- [INSTRUCTION 1]
In the Maryland electricity report, by what year has the Maryland Public Service Commission warned of rolling blackouts if no action is taken?

[ARTICLE start]

Powering Maryland’s Future

How Clean Energy Outperforms Nuclear Power in Delivering a Reliable, Safe, and Affordable Supply of Electricity

Marylanders count on a safe, secure and reliable supply of electricity, available at a reasonable cost. Yet, the future of our electricity system is in doubt.

Maryland PIRG Foundation

Marylanders count on a safe, secure and reliable supply of electricity, available at a reasonable cost. Yet, the future of our electricity system is in doubt. Deregulation has stung Marylanders with skyrocketing electricity rates. The Maryland Public Service Commission has warned of rolling blackouts by 2011 if we don’t take action to curb power demand or increase supply. And Maryland, like other states, faces the urgent need to reduce its contribution to global warming.

Two paths have been proposed that have the potential to address these challenges. Constellation Energy plans to build a third nuclear reactor at Calvert Cliffs, which the company says could provide a large amount of electricity with little global warming or  health-threatening pollution, at less cost than natural gas. Others advocate that Maryland follow a “clean energy” path that uses improvements in energy efficiency and new sources of renewable energy to address the state’s electricity challenges.

A comparison of the two pathways shows that by any measure—reliability, cost, safety, environmental impact, or support for a growing Maryland economy—clean energy is likely to outperform a nuclear-based strategy for powering Maryland’s future.

Maryland has already begun to adopt clean energy strategies that will make a large difference in addressing the state’s future electricity needs.

  • In spring 2008, lawmakers created or expanded a series of clean energy programs, including the EmPOWER Maryland energy efficiency initiative. These programs will reduce the need for new power plants by reducing demand for electricity, while also creating renewable energy facilities such as rooftop solar panels. These steps should ensure the reliability of the electricity system through 2025. Additionally, by 2015, these programs will yield as much energy per year as 1.4 new reactors at Calvert Cliffs.
  • However, these efforts will tap just a portion of Maryland’s clean energy resources. Additional efficiency and load management could reduce peak electricity demand by as much as 8,500 MW below business-as-usual levels by 2025, ensuring the reliability of Maryland’s electricity system for the foreseeable future. Coupled with additional renewable resources—including wind, solar and biomass power—these resources could help enable the state to retire aging power plants. Clean energy   resources can deliver a more reliable and efficient supply of electricity for Maryland than the expansion of Calvert Cliffs.
  • Nuclear reactors are complex and take a long time to build, while clean energy technologies are quick to deploy. A new reactor at Calvert Cliffs would not be complete until December 2015 at the very earliest, making a nuclear-based strategy ineffective in meeting the state’s near-term challenges. By contrast, energy efficiency and many renewable energy technologies can be implemented quickly, making a significant and rapid contribution to the state’s energy needs.

[ARTICLE end]

- [INSTRUCTION 2]
Please write out the listing again from its first line through the line with "[110,62,249,263]", substituting "enclosing rectangle" for each "bounding box" and leaving the pictures out.

[RECORDS FOR THIS TASK start]

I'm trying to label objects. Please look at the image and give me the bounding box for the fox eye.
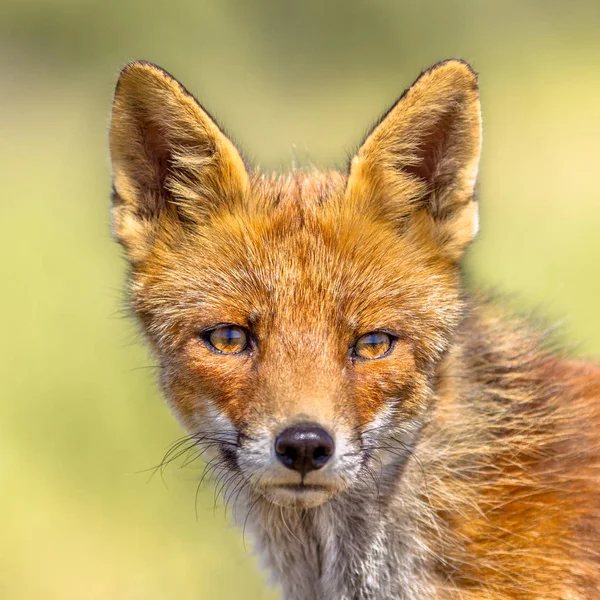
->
[353,331,394,359]
[205,325,248,354]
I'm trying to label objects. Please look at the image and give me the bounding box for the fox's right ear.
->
[110,62,249,263]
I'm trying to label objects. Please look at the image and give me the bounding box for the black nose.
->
[275,423,333,476]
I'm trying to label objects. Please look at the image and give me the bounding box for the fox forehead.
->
[134,172,453,344]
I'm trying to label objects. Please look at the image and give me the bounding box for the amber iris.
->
[354,331,392,358]
[206,325,248,354]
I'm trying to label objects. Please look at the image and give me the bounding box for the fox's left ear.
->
[346,60,481,261]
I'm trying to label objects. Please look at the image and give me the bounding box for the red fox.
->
[110,60,600,600]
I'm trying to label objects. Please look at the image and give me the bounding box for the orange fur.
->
[110,61,600,600]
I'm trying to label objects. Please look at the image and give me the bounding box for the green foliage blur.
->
[0,0,600,600]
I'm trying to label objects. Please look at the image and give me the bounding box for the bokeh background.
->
[0,0,600,600]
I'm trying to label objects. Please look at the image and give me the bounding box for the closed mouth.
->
[273,483,329,494]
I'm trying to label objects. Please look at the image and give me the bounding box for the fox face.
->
[110,61,481,507]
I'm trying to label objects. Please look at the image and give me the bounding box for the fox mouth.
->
[273,483,331,494]
[262,483,335,508]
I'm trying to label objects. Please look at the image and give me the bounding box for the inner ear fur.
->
[110,62,249,262]
[346,60,481,260]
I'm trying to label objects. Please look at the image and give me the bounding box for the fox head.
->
[110,60,481,506]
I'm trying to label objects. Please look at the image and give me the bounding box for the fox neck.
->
[236,426,434,600]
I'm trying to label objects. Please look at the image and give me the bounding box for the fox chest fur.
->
[110,60,600,600]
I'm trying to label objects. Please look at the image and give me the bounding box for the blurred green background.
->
[0,0,600,600]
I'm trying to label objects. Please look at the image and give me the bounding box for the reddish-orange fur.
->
[111,61,600,600]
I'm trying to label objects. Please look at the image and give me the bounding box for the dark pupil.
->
[223,327,242,344]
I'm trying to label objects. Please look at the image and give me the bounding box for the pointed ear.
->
[346,60,481,261]
[110,62,249,262]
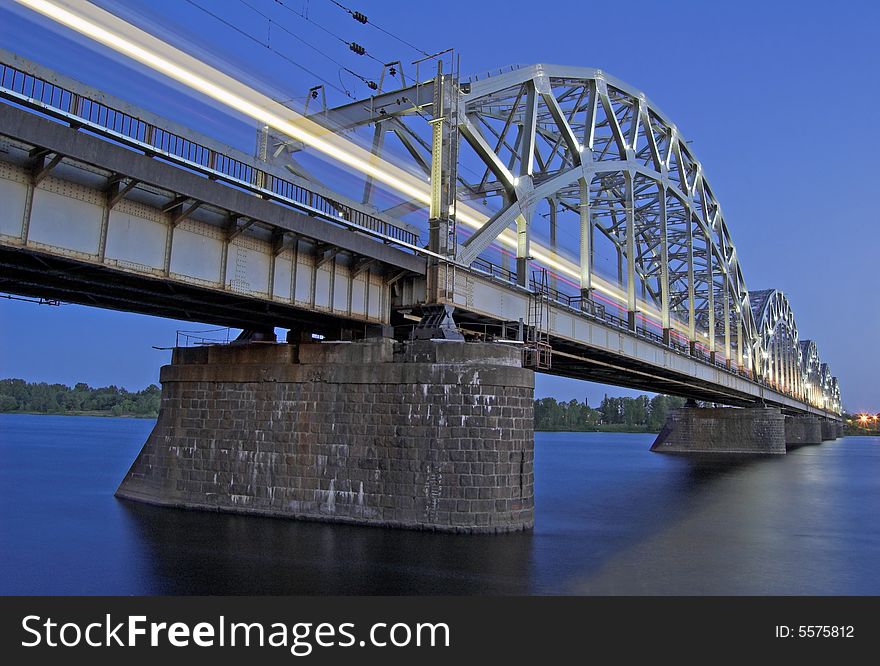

[RECORDS FOR THIS TASK end]

- [TASK OUTPUT 1]
By 2011.

- [TASK OUTPUT 2]
I'm trying to label objects. Please look at the image and give me the enclosing rectangle for the fox eye.
->
[353,331,394,359]
[205,325,248,354]
I'm trying to label objects. Please look at the image and give me the enclosing rectangle for the fox's right ear.
->
[110,62,249,263]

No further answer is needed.